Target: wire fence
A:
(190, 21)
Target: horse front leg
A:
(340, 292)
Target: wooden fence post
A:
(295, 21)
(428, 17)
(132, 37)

▶ [ASSIGNMENT]: State the number of lines above that hold the word "Target", and say nothing else.

▶ [SOLVED EXERCISE]: 3